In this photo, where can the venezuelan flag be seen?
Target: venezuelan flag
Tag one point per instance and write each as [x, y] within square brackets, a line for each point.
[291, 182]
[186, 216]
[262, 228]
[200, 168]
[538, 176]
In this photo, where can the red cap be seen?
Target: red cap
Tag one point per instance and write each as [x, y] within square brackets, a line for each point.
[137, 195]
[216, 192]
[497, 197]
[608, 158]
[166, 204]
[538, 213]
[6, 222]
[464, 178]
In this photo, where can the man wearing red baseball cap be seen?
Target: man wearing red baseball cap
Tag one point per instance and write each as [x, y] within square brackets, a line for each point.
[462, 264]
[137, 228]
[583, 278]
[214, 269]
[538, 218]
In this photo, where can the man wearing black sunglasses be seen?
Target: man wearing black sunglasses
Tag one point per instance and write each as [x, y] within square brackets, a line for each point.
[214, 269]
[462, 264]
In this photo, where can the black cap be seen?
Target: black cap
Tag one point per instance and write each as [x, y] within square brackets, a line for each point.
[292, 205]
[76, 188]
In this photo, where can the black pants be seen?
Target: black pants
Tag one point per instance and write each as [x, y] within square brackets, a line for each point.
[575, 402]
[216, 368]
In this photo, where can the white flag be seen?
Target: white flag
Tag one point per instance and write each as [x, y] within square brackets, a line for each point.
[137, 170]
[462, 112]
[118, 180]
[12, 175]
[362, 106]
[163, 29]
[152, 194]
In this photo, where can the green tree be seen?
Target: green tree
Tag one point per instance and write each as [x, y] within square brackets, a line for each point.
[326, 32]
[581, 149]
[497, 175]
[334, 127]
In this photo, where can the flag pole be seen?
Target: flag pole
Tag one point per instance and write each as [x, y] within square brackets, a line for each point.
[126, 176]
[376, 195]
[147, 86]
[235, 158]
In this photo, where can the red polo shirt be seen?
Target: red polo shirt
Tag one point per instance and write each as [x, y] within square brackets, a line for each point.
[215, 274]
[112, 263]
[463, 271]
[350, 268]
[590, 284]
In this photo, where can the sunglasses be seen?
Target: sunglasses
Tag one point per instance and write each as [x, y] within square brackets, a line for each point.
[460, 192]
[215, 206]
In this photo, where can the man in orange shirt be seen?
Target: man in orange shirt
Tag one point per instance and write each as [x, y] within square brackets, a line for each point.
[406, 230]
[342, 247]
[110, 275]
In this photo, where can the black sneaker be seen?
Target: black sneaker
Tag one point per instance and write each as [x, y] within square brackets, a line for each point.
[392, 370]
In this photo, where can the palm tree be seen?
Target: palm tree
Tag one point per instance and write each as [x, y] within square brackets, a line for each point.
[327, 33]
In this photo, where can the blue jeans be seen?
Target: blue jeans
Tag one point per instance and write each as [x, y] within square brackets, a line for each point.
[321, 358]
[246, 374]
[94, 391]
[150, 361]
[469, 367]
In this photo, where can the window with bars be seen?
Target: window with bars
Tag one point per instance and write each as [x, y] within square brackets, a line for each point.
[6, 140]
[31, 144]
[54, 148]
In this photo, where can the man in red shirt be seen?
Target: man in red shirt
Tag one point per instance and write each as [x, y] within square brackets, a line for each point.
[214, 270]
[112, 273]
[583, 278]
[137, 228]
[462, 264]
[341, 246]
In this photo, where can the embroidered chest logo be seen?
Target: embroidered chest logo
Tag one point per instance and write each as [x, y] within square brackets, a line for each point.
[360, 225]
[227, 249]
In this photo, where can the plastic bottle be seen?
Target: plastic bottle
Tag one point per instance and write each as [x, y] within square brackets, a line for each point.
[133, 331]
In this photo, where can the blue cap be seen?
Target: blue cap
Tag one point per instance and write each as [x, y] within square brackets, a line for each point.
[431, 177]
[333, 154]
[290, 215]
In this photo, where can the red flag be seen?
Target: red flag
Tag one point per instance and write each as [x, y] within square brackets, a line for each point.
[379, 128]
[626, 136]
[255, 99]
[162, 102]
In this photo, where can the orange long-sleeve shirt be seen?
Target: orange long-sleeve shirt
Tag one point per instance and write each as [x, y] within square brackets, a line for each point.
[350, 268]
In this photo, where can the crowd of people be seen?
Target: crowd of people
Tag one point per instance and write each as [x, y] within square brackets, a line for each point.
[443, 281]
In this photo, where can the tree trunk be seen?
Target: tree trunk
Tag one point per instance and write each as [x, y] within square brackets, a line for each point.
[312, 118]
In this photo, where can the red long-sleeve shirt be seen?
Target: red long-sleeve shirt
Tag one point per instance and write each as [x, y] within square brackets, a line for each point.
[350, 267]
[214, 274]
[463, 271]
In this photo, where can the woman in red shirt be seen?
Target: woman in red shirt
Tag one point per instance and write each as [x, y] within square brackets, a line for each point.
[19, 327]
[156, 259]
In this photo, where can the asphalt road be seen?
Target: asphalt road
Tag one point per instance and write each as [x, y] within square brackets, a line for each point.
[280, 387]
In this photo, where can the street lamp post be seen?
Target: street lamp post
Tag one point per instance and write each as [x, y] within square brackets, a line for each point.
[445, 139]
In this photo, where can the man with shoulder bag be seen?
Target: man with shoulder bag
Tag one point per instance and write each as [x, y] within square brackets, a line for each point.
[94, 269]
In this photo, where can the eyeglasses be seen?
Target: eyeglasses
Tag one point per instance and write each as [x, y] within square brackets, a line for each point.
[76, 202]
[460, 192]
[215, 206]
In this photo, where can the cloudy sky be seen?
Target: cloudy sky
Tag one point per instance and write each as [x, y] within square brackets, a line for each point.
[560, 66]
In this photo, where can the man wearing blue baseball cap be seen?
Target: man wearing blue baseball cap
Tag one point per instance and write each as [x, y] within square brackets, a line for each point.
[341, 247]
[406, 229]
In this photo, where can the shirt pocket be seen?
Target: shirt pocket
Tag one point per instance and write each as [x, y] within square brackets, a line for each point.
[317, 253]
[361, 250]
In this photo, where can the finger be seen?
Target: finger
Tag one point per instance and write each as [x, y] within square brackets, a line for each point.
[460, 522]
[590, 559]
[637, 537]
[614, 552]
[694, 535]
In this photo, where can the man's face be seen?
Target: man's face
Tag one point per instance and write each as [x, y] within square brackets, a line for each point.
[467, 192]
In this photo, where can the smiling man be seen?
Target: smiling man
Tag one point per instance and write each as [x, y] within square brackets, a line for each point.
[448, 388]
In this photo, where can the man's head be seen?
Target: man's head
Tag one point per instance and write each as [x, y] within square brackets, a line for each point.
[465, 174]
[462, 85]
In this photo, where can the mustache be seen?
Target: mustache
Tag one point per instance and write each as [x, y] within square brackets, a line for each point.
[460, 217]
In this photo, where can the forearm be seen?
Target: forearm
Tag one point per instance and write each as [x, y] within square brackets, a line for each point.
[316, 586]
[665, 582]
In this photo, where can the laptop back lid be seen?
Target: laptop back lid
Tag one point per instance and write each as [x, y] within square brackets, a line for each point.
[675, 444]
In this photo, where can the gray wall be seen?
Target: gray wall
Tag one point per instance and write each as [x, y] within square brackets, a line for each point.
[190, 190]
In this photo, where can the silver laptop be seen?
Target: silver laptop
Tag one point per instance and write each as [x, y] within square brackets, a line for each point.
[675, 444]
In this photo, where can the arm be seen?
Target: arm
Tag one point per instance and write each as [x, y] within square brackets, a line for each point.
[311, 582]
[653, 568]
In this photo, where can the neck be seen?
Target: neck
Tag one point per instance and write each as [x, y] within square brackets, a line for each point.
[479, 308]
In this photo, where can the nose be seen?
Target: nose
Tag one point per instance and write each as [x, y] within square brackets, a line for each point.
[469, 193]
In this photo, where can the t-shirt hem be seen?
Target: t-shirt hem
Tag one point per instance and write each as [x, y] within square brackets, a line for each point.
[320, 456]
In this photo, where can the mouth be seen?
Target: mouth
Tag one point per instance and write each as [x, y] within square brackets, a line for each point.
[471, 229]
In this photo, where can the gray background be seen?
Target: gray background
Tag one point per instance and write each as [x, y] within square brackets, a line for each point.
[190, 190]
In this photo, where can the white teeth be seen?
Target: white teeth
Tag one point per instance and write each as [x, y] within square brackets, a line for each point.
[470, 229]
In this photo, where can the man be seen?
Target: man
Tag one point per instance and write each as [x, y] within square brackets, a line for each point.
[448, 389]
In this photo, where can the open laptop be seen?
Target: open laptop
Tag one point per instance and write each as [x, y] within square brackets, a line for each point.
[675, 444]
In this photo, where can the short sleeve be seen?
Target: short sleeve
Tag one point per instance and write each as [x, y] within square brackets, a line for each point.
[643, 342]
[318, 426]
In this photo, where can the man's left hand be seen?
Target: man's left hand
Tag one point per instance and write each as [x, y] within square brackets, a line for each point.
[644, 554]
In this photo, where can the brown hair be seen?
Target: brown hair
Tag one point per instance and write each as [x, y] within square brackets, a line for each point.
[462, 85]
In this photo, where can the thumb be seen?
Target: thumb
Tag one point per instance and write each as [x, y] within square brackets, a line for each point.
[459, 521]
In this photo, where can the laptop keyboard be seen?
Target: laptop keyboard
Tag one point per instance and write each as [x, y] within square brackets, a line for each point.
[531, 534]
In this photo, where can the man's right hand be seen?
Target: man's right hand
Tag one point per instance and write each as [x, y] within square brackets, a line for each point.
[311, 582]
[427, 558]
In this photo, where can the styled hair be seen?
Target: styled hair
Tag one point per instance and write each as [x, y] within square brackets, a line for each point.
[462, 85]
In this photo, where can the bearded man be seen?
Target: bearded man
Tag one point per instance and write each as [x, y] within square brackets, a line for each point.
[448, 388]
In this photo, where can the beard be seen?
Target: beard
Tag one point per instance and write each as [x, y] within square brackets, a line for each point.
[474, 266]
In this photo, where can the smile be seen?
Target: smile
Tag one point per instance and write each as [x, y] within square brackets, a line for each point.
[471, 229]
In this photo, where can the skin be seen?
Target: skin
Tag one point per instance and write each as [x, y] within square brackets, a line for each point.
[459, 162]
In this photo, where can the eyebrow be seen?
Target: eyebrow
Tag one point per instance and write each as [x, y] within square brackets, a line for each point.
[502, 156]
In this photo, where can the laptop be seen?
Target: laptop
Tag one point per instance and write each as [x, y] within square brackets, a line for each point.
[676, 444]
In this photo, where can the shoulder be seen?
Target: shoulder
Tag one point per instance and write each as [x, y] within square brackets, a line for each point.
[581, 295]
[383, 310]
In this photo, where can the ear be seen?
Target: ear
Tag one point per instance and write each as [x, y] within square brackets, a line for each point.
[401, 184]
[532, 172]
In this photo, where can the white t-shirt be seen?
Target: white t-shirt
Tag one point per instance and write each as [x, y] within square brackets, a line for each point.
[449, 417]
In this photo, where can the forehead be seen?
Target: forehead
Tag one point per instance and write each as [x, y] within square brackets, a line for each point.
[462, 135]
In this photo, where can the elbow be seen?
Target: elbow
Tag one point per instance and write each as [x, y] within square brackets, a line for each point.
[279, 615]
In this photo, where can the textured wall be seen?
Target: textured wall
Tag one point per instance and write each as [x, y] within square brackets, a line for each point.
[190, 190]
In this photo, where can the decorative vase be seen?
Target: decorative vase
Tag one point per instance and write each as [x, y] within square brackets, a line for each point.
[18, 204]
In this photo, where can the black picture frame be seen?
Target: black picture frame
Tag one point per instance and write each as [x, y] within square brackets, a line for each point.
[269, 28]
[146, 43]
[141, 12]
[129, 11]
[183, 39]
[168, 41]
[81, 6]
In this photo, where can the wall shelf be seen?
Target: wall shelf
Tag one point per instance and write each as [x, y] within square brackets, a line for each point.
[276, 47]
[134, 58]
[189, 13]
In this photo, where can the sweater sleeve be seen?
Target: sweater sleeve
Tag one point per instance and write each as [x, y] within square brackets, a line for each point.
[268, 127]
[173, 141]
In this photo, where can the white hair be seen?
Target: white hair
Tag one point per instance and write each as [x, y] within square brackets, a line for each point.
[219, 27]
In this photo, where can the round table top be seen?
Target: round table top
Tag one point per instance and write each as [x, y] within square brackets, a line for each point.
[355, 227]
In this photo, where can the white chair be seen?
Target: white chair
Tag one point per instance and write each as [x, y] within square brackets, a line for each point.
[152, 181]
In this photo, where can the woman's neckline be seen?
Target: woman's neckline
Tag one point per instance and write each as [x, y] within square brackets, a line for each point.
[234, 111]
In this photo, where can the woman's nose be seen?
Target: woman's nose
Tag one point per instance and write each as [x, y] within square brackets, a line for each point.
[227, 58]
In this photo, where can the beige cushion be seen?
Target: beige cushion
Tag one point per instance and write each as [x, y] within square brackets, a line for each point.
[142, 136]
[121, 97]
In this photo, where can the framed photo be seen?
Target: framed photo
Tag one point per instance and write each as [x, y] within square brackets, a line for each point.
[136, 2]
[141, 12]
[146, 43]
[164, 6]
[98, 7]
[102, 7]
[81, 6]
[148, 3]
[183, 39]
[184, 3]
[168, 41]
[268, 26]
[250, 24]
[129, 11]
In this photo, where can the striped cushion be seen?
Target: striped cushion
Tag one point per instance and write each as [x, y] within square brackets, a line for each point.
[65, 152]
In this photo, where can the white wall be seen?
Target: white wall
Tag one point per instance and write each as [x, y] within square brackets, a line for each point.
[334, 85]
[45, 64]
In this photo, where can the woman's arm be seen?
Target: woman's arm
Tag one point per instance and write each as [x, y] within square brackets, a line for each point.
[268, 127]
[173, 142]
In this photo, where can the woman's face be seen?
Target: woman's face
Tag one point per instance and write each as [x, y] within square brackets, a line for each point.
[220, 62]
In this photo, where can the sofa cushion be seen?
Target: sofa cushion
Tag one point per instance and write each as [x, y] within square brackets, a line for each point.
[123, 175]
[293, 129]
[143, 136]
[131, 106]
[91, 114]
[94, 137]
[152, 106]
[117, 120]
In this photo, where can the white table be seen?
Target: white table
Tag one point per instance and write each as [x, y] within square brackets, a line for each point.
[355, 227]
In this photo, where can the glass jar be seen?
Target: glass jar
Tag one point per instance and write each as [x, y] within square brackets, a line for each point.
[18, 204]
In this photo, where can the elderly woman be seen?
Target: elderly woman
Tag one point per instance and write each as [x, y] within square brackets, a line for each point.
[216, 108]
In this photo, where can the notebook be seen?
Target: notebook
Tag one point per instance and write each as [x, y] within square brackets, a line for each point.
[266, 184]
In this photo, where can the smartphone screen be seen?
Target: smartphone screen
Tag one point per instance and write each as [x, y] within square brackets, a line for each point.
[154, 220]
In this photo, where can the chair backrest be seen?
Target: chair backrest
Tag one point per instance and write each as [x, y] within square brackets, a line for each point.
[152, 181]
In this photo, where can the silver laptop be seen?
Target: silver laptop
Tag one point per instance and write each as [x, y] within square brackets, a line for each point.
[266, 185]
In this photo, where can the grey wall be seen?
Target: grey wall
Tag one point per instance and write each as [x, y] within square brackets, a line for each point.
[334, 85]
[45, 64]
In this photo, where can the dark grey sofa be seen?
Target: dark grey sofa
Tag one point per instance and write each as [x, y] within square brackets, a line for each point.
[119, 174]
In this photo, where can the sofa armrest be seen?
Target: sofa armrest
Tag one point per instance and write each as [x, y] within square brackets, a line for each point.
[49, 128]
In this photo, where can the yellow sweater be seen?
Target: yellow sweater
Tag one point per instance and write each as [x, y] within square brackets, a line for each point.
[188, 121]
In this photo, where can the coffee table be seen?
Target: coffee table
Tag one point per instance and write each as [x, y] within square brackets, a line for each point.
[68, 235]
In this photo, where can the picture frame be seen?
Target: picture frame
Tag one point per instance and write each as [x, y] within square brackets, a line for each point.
# # # # # # #
Copy out exactly the lines from the line with "In this photo, where can the chair" to the end of the listing, including both of those lines, and give nothing else.

TASK SOLUTION =>
In this photo, where can the chair backrest be seen?
Target: chair backrest
Tag one point per instance and write each as [x, y] within square brackets, a line for each point.
[152, 181]
In this photo, where can the silver laptop be seen?
Target: silver laptop
Tag one point per instance and write each as [x, y] within square brackets, a line for each point.
[266, 185]
In this photo, where can the grey wall be seen?
Target: grey wall
Tag one point per instance and write each as [x, y] within square brackets, a line for each point.
[334, 85]
[45, 64]
In this photo, where can the dark grey sofa be seen?
Target: dark grey sofa
Tag one point per instance and write each as [x, y] within square brackets, a line for each point.
[119, 174]
In this photo, where can the sofa armrest be seen?
Target: sofa armrest
Tag one point per instance and write each as [x, y] within square brackets, a line for each point.
[49, 128]
In this photo, where can the yellow sweater be seen?
Target: yellow sweater
Tag one point per instance and write each as [x, y] within square brackets, a line for each point.
[188, 121]
In this photo, where can the coffee table be seen?
Target: coffee table
Tag one point per instance and write each as [x, y] within square brackets, a line for each point.
[68, 235]
In this photo, where can the picture frame be seen?
Target: picture frame
Tag one point per instance and write each as [x, y] within square brackets, a line for each point.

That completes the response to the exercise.